◆ **Excerpted passage**:
BEGIN

There’s no denying it – Congress gave big drugmakers a big win this year by passing landmark pharmacy benefit manager (PBM) reform in the Consolidated Appropriations Act (CAA).

Last week at the Axios Future of Health Summit, PhRMA President and CEO Stephen Ubl outlined developments that he believes “will move the marketplace in the right direction,” including that PBM “legislation passed the Congress on a broad bipartisan basis,” and celebrated that the legislation “breaks the link… for how PBMs get paid,” and includes “a number of transparency requirements.”
While PCMA opposed the legislation as needless, there’s no question the way PBMs operate is changing rapidly.
At the same Axios event, PCMA President and CEO David Marin highlighted how significant business changes, coupled with the enactment of PBM reform, are reshaping the industry. He remarked that unprecedented transparency, “delinking,” and full rebate pass-through are now law:
“A lot of these things were happening already. A lot of them are self-initiated by our member companies. But a lot of them are part of a massive reform package that Congress passed earlier this year. That’s a good thing, and now we can move on and shine the light on other parts of the chain that deserve the same level of transparency.”

END

◆ **Work request 1**: Update the passage on PBM reform from "There’s no denying" to "is changing rapidly.", replacing "big drugmakers" with "pharmaceutical manufacturers".
◆ **Work request 2**: Go on with the passage on PBM reform, picking up after its final sentence.

◆ **Data excerpts**:
BEGIN

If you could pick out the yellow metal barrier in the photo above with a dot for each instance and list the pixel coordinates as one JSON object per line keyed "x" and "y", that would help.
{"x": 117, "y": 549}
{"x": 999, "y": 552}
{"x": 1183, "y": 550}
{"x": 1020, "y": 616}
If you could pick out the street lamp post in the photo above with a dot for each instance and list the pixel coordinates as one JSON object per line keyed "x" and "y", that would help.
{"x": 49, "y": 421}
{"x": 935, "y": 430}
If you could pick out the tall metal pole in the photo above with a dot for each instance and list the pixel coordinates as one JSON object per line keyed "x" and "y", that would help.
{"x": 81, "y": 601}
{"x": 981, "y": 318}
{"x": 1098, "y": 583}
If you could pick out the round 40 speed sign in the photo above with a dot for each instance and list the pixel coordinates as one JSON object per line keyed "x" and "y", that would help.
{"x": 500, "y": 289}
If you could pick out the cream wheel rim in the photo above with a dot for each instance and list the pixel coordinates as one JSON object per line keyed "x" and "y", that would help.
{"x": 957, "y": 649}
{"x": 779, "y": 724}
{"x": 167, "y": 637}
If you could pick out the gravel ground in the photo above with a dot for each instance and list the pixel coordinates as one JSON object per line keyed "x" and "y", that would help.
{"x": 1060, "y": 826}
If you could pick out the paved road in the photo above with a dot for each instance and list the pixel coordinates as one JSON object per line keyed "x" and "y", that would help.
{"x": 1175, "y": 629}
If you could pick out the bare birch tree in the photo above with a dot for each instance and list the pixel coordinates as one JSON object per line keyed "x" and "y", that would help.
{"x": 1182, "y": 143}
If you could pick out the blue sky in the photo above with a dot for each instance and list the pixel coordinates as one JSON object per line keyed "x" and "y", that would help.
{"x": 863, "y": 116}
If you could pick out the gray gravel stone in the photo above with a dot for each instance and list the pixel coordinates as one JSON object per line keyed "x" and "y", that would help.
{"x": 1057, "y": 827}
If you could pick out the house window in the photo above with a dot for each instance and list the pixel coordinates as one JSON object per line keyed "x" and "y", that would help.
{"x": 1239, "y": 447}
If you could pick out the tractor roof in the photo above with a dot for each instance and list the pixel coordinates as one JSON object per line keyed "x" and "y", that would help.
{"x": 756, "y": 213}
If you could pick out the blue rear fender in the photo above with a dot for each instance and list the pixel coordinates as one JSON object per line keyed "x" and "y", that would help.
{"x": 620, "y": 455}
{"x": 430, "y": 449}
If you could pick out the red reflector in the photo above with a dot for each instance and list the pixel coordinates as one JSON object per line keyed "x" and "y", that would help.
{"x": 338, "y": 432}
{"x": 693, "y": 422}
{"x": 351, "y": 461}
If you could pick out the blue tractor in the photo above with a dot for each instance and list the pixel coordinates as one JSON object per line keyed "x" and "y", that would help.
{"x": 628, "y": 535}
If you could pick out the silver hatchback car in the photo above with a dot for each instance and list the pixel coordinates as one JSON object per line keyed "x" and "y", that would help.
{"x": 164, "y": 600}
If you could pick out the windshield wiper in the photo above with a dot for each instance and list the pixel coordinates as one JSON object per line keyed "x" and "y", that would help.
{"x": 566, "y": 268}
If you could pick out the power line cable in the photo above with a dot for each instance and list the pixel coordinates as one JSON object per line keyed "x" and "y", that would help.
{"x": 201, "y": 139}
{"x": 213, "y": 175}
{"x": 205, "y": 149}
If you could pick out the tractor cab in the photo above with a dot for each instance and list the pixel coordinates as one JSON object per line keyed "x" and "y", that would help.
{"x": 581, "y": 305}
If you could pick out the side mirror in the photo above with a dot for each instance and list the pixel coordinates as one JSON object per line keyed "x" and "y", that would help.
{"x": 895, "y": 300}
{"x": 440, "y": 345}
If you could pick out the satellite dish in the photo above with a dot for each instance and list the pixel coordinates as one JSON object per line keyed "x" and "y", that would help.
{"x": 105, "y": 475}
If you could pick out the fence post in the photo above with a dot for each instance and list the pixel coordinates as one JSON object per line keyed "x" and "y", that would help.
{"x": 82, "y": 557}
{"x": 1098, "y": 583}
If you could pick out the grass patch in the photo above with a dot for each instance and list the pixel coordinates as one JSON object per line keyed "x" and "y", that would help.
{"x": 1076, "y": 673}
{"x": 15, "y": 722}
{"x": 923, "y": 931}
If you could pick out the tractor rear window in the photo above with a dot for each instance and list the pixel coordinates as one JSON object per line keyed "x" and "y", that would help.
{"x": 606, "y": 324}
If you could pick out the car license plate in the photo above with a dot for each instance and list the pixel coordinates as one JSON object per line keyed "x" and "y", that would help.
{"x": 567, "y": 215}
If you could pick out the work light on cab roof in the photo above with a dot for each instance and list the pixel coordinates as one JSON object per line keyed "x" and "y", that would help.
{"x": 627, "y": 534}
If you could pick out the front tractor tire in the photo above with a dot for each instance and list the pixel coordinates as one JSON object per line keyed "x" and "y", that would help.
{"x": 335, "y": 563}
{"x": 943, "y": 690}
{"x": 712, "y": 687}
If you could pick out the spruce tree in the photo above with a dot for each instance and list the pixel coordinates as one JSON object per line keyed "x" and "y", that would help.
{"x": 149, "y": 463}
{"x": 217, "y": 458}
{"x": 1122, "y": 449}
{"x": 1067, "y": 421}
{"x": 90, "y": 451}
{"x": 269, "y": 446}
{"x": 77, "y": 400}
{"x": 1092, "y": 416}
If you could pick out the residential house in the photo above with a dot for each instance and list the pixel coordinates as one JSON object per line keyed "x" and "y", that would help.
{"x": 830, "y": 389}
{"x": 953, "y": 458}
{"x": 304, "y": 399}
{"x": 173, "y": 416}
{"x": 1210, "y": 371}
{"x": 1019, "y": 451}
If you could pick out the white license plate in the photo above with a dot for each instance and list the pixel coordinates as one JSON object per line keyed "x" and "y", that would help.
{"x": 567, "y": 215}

END

◆ **Response area 1**:
There’s no denying it – Congress gave pharmaceutical manufacturers a big win this year by passing landmark pharmacy benefit manager (PBM) reform in the Consolidated Appropriations Act (CAA).

Last week at the Axios Future of Health Summit, PhRMA President and CEO Stephen Ubl outlined developments that he believes “will move the marketplace in the right direction,” including that PBM “legislation passed the Congress on a broad bipartisan basis,” and celebrated that the legislation “breaks the link… for how PBMs get paid,” and includes “a number of transparency requirements.”
While PCMA opposed the legislation as needless, there’s no question the way PBMs operate is changing rapidly.

◆ **Response area 2**:
Moving on should include rescinding PBM regulations that were proposed before Congress wrote the new law. A recent Washington Examiner op-ed argues that thanks to wide-ranging PBM reforms included in the CAA, a proposed Department of Labor transparency rule is now duplicative and unnecessary:
“The proposed rules come on the heels of February’s Consolidated Appropriations Act, which erected a comprehensive federal framework to enhance transparency, lower costs, and increase oversight of the pharmacy benefits manager market. The bipartisan omnibus spending package made real progress toward transparency and savings in America’s opaque healthcare system and was a lobbying defeat for the PBM industry.”
A recent piece in US Pharmacist outlined the comprehensive changes included in the CAA and remarked that the reforms directly address transparency concerns among pharmacists:
“CAA 2026 represents the most consequential federal intervention in PBM regulation to date, establishing a transparent, auditable, service-based framework across the commercial market and Medicare Part D.”
PwC followed up with their own commentary in a new report on recent shifts in the PBM market:
“Sweeping federal reforms join recent state activity and enforcement pressure to materially shift the PBM operating environment. In the first quarter of 2026, Congress imposed rebate pass-through and transparency requirements on most PBMs… PBM reform is no longer a theoretical policy debate.”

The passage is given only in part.